(Exercise brief):
Repeat the lines of the listing below exactly, starting at the line that contains "Where can the reflective" and running through the last line, both included, and only those.

(Excerpted records):
--- --- ---
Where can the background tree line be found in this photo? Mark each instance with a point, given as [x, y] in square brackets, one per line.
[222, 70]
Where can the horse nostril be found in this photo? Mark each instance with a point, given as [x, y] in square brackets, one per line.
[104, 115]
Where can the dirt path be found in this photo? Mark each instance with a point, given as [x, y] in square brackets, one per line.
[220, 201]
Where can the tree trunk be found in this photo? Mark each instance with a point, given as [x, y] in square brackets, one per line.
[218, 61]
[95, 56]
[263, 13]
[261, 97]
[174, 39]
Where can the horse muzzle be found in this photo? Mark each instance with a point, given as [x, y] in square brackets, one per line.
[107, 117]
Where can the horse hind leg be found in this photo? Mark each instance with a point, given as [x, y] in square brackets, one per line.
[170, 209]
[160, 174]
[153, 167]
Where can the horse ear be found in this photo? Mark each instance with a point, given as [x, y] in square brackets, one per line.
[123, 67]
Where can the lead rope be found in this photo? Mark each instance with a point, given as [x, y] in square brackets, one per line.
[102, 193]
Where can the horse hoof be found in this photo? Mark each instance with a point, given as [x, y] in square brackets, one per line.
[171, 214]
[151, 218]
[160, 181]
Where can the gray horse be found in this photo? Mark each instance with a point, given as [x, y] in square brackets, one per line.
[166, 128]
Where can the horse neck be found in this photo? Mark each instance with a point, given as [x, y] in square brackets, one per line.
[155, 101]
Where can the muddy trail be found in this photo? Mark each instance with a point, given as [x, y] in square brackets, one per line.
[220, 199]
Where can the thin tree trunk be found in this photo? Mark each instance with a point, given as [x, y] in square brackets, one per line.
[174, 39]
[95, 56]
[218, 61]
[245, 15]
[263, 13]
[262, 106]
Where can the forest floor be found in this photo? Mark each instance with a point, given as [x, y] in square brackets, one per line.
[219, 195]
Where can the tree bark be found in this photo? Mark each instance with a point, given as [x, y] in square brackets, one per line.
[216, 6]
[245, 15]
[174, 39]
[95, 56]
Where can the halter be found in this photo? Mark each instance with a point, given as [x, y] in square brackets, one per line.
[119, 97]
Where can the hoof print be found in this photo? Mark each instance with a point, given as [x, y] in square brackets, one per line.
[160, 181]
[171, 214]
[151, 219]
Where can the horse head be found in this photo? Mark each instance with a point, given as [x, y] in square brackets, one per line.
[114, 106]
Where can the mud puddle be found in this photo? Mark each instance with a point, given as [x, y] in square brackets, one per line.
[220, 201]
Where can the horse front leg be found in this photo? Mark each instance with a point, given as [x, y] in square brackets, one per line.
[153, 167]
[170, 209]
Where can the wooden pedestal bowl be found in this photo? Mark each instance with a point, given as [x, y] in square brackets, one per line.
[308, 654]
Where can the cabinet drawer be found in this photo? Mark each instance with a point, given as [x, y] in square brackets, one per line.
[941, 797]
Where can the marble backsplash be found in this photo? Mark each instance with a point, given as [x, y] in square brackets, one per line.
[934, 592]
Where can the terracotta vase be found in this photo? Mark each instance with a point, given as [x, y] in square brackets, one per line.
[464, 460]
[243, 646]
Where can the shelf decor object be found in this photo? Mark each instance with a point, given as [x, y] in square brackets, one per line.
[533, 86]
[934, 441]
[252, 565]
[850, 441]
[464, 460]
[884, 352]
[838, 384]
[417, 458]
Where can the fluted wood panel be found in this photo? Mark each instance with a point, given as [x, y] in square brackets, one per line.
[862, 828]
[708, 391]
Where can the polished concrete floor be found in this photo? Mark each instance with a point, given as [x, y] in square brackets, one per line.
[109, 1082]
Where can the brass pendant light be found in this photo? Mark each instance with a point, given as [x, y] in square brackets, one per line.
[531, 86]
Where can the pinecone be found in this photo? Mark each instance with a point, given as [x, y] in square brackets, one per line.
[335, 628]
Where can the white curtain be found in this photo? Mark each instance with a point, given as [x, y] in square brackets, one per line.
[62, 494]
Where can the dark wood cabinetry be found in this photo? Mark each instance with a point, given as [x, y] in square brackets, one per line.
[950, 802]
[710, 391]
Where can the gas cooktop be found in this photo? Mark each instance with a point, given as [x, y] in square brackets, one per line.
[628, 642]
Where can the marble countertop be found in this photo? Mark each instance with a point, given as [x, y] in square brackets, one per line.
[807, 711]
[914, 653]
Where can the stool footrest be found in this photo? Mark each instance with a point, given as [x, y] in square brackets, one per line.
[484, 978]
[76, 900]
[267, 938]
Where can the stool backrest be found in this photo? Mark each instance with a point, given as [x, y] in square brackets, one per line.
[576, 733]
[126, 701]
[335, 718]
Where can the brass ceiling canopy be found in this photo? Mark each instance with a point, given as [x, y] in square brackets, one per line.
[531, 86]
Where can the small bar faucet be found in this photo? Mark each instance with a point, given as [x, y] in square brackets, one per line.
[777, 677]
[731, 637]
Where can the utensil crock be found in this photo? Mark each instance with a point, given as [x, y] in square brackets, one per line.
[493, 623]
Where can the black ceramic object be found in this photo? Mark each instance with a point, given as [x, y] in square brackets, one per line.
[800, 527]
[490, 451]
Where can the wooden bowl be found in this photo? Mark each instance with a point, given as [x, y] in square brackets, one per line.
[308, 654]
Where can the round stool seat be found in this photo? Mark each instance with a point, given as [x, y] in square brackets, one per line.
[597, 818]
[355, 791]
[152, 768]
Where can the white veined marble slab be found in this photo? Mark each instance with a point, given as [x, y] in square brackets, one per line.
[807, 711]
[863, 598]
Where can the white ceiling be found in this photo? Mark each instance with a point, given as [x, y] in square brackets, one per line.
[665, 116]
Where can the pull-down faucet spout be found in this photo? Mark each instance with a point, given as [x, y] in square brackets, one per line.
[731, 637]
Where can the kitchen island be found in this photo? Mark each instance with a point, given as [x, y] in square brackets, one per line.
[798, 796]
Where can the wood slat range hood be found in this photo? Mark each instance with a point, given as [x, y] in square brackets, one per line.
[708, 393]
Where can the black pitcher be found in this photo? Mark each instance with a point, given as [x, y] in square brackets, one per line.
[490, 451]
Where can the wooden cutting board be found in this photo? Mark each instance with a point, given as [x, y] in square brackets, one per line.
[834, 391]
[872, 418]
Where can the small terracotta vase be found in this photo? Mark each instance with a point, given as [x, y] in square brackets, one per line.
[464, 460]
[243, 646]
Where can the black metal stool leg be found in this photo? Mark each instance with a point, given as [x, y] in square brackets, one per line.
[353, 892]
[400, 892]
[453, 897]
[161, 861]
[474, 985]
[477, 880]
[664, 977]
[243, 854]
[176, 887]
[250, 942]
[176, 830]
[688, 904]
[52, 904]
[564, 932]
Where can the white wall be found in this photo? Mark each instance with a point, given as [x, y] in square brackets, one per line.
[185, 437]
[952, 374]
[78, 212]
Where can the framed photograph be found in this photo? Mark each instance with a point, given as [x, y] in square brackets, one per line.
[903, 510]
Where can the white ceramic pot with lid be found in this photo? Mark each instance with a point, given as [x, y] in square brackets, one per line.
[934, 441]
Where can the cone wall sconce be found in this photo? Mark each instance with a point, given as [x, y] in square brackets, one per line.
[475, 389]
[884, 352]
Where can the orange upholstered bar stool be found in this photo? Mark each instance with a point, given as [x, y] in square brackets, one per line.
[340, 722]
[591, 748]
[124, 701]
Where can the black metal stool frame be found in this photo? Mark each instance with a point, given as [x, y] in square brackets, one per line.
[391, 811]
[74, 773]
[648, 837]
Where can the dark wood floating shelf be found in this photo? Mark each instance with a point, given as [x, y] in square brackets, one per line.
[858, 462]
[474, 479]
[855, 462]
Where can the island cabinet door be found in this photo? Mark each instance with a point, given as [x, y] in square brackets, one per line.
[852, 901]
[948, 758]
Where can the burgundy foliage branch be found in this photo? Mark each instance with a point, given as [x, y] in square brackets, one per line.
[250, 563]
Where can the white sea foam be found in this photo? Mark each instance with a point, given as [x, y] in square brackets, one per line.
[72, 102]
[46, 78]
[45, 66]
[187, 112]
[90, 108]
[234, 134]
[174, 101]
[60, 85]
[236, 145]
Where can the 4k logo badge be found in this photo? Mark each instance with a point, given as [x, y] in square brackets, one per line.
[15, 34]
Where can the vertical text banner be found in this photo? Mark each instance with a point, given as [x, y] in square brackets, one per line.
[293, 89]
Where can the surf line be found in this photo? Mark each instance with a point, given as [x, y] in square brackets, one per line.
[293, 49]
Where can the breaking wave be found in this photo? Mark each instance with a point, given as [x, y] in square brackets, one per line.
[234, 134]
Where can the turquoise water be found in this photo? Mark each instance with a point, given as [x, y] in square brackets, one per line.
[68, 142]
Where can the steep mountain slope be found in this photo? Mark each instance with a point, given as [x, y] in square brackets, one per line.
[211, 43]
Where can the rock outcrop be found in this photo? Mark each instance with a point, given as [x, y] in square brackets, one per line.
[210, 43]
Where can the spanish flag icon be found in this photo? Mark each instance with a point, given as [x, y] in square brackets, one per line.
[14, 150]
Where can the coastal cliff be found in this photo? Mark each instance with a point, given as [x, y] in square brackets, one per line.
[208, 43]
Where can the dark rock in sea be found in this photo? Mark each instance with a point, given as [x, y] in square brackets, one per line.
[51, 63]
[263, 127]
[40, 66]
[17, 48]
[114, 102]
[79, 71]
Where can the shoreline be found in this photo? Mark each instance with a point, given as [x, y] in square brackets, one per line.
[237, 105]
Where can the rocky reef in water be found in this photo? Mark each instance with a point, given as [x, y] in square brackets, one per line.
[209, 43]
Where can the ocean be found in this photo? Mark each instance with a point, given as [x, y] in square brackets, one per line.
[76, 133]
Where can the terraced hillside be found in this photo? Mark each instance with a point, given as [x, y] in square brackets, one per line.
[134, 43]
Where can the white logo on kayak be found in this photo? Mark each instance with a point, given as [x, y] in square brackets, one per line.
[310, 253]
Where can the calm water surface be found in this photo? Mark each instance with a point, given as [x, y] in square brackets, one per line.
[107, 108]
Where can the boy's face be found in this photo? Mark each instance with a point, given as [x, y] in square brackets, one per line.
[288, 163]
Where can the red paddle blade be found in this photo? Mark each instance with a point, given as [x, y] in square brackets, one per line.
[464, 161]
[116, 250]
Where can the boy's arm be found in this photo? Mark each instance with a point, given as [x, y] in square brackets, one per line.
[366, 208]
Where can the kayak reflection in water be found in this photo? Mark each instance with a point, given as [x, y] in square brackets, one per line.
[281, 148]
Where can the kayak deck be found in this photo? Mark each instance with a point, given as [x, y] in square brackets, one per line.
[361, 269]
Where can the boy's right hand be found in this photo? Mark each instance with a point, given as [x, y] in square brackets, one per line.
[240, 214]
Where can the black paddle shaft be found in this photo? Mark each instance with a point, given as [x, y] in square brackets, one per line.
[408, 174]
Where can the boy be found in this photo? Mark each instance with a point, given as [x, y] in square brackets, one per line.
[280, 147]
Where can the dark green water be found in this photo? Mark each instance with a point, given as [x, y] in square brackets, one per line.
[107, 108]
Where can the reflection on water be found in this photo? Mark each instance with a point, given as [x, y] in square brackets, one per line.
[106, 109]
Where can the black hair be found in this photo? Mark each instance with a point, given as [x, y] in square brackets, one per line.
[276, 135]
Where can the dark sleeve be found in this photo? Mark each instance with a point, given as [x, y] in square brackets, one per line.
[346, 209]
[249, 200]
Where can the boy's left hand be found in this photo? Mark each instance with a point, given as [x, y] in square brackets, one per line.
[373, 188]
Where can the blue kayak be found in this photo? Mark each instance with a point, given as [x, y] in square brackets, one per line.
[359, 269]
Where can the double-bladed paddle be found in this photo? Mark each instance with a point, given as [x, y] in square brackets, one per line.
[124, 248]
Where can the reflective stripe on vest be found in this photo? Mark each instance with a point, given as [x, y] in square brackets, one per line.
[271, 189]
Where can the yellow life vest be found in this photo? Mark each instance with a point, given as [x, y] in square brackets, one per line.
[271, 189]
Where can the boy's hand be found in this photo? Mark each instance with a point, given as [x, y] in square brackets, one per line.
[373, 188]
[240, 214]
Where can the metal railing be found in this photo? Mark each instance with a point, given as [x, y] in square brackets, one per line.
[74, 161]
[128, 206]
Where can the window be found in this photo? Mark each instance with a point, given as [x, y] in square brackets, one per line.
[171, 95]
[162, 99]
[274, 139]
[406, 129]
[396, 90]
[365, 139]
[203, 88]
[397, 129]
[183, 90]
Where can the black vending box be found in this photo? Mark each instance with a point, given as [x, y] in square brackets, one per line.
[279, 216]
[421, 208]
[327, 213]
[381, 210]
--- --- ---
(Result of this task):
Where can the reflective stripe on vest be found in this photo? Mark each instance with a point, given as [x, y] in square brackets, one per line.
[271, 189]
Where can the yellow life vest be found in this photo? Mark each instance with a point, given as [x, y] in square brackets, one per line.
[271, 189]
Where can the boy's hand be found in this photo? Mark each instance with a point, given as [x, y] in square brackets, one per line.
[373, 188]
[240, 214]
Where can the metal railing be found in this photo? Mark each instance with a point, given as [x, y] in square brackets, one per line.
[74, 161]
[128, 206]
Where can the window be found in this photo? Mark each instance with a point, given as [x, y] in square brackets, one per line.
[171, 95]
[162, 99]
[274, 139]
[406, 129]
[396, 90]
[365, 139]
[203, 88]
[397, 129]
[183, 90]
Where can the black vending box be found in this photo? Mark each instance with a point, given as [x, y] in square brackets, one per line.
[279, 216]
[421, 208]
[327, 213]
[381, 210]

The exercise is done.